DADOS DO CONJUNTO:
######

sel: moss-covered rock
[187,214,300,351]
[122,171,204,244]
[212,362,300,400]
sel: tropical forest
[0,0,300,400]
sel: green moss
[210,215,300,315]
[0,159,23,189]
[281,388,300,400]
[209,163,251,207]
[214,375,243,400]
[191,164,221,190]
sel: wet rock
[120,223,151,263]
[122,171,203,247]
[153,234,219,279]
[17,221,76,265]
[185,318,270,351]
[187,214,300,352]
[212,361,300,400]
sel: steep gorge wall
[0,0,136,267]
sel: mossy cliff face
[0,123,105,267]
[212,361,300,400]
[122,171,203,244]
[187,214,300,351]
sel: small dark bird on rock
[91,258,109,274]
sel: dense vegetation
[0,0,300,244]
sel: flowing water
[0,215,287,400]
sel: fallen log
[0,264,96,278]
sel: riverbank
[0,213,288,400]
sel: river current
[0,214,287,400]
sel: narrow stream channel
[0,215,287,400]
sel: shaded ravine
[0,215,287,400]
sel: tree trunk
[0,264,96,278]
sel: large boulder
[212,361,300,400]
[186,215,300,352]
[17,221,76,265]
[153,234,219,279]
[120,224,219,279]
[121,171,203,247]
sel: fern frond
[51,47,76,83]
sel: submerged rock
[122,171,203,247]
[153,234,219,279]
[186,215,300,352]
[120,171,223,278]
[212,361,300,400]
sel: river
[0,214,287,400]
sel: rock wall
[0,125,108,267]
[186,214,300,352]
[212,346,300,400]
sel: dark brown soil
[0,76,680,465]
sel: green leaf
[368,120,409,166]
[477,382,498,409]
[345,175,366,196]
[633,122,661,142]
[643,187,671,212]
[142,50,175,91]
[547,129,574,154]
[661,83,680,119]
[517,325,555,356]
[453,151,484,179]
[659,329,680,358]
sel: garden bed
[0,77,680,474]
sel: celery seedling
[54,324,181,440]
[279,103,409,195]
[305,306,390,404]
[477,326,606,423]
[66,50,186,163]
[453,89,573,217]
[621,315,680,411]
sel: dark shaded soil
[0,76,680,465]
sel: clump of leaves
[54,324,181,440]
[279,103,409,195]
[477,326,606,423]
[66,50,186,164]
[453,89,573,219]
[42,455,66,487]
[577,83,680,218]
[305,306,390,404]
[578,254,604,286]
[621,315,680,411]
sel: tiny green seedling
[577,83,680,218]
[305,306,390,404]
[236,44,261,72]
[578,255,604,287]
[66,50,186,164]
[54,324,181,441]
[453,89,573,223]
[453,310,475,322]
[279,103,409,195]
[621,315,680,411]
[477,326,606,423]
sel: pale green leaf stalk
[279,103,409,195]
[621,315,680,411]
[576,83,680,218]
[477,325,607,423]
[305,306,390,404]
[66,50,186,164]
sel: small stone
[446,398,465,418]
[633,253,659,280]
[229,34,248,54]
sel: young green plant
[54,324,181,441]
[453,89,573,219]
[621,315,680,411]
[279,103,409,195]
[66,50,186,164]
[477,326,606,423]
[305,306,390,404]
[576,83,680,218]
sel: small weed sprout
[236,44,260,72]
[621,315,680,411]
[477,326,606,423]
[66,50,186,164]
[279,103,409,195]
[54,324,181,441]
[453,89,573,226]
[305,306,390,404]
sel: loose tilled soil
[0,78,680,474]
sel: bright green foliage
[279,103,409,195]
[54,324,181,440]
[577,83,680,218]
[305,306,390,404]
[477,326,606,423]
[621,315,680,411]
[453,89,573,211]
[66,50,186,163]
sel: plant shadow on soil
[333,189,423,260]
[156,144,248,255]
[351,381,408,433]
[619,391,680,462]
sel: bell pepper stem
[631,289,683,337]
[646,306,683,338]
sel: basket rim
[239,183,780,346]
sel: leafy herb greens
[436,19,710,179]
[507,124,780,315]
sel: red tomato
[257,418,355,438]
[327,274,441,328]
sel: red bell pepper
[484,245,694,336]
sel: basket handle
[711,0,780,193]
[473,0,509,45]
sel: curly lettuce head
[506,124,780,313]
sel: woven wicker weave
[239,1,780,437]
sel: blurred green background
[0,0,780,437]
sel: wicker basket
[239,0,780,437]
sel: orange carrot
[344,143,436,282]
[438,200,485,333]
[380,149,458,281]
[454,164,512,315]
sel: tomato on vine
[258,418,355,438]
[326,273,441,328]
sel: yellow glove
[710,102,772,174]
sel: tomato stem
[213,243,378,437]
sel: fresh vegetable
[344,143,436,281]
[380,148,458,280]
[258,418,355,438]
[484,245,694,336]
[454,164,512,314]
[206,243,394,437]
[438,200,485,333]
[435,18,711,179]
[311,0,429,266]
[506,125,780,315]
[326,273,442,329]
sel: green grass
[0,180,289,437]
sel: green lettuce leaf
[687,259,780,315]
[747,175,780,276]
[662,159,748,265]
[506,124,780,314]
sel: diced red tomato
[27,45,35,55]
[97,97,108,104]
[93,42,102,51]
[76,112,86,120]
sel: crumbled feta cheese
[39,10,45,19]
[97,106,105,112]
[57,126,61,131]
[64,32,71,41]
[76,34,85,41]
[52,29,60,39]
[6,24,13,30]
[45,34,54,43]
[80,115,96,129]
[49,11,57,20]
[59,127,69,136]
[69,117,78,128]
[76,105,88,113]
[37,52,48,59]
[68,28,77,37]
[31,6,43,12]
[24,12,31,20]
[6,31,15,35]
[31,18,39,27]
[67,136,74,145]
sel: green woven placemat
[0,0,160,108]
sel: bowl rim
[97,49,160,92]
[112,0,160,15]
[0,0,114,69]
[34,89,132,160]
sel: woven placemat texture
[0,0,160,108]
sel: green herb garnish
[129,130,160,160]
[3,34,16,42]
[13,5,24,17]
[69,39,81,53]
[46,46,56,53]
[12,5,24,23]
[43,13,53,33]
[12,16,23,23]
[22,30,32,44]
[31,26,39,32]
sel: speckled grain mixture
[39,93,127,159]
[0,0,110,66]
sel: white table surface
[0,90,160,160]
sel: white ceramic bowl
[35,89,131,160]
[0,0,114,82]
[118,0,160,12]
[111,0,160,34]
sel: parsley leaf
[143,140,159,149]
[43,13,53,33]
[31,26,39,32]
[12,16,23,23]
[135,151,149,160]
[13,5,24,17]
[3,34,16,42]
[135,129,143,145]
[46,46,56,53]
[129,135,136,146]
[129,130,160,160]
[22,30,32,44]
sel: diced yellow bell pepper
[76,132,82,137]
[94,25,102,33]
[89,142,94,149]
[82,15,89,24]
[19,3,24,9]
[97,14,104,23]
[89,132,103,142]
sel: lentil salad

######

Organize em uma tabela Markdown, com as colunas Nº e Linha, as linhas entre a que contém "sel: flowing water" e a que contém "[646,306,683,338]", ambas incluídas. Numere cada linha e omita as linhas em branco.

| Nº | Linha |
|---|---|
| 1 | sel: flowing water |
| 2 | [0,215,287,400] |
| 3 | sel: fallen log |
| 4 | [0,264,96,278] |
| 5 | sel: riverbank |
| 6 | [0,213,288,400] |
| 7 | sel: river current |
| 8 | [0,214,287,400] |
| 9 | sel: narrow stream channel |
| 10 | [0,215,287,400] |
| 11 | sel: shaded ravine |
| 12 | [0,215,287,400] |
| 13 | sel: tree trunk |
| 14 | [0,264,96,278] |
| 15 | sel: large boulder |
| 16 | [212,361,300,400] |
| 17 | [186,215,300,352] |
| 18 | [17,221,76,265] |
| 19 | [153,234,219,279] |
| 20 | [120,224,219,279] |
| 21 | [121,171,203,247] |
| 22 | sel: fern frond |
| 23 | [51,47,76,83] |
| 24 | sel: submerged rock |
| 25 | [122,171,203,247] |
| 26 | [153,234,219,279] |
| 27 | [186,215,300,352] |
| 28 | [120,171,223,278] |
| 29 | [212,361,300,400] |
| 30 | sel: river |
| 31 | [0,214,287,400] |
| 32 | sel: rock wall |
| 33 | [0,125,108,267] |
| 34 | [186,214,300,352] |
| 35 | [212,346,300,400] |
| 36 | sel: dark brown soil |
| 37 | [0,76,680,465] |
| 38 | sel: green leaf |
| 39 | [368,120,409,166] |
| 40 | [477,382,498,409] |
| 41 | [345,175,366,196] |
| 42 | [633,122,661,142] |
| 43 | [643,187,671,212] |
| 44 | [142,50,175,91] |
| 45 | [547,129,574,154] |
| 46 | [661,83,680,119] |
| 47 | [517,325,555,356] |
| 48 | [453,151,484,179] |
| 49 | [659,329,680,358] |
| 50 | sel: garden bed |
| 51 | [0,77,680,474] |
| 52 | sel: celery seedling |
| 53 | [54,324,181,440] |
| 54 | [279,103,409,195] |
| 55 | [305,306,390,404] |
| 56 | [477,326,606,423] |
| 57 | [66,50,186,163] |
| 58 | [453,89,573,217] |
| 59 | [621,315,680,411] |
| 60 | sel: dark shaded soil |
| 61 | [0,76,680,465] |
| 62 | sel: clump of leaves |
| 63 | [54,324,181,440] |
| 64 | [279,103,409,195] |
| 65 | [477,326,606,423] |
| 66 | [66,50,186,164] |
| 67 | [453,89,573,219] |
| 68 | [42,455,66,487] |
| 69 | [577,83,680,218] |
| 70 | [305,306,390,404] |
| 71 | [578,254,604,286] |
| 72 | [621,315,680,411] |
| 73 | sel: tiny green seedling |
| 74 | [577,83,680,218] |
| 75 | [305,306,390,404] |
| 76 | [236,44,261,72] |
| 77 | [578,255,604,287] |
| 78 | [66,50,186,164] |
| 79 | [54,324,181,441] |
| 80 | [453,89,573,223] |
| 81 | [453,310,475,322] |
| 82 | [279,103,409,195] |
| 83 | [621,315,680,411] |
| 84 | [477,326,606,423] |
| 85 | sel: pale green leaf stalk |
| 86 | [279,103,409,195] |
| 87 | [621,315,680,411] |
| 88 | [576,83,680,218] |
| 89 | [477,325,607,423] |
| 90 | [305,306,390,404] |
| 91 | [66,50,186,164] |
| 92 | sel: small stone |
| 93 | [446,398,465,418] |
| 94 | [633,253,659,280] |
| 95 | [229,34,248,54] |
| 96 | sel: young green plant |
| 97 | [54,324,181,441] |
| 98 | [453,89,573,219] |
| 99 | [621,315,680,411] |
| 100 | [279,103,409,195] |
| 101 | [66,50,186,164] |
| 102 | [477,326,606,423] |
| 103 | [305,306,390,404] |
| 104 | [576,83,680,218] |
| 105 | sel: small weed sprout |
| 106 | [236,44,260,72] |
| 107 | [621,315,680,411] |
| 108 | [477,326,606,423] |
| 109 | [66,50,186,164] |
| 110 | [279,103,409,195] |
| 111 | [54,324,181,441] |
| 112 | [453,89,573,226] |
| 113 | [305,306,390,404] |
| 114 | sel: loose tilled soil |
| 115 | [0,78,680,474] |
| 116 | sel: bright green foliage |
| 117 | [279,103,409,195] |
| 118 | [54,324,181,440] |
| 119 | [577,83,680,218] |
| 120 | [305,306,390,404] |
| 121 | [477,326,606,423] |
| 122 | [621,315,680,411] |
| 123 | [453,89,573,211] |
| 124 | [66,50,186,163] |
| 125 | sel: plant shadow on soil |
| 126 | [333,189,423,260] |
| 127 | [156,144,248,255] |
| 128 | [351,381,408,433] |
| 129 | [619,391,680,462] |
| 130 | sel: bell pepper stem |
| 131 | [631,289,683,337] |
| 132 | [646,306,683,338] |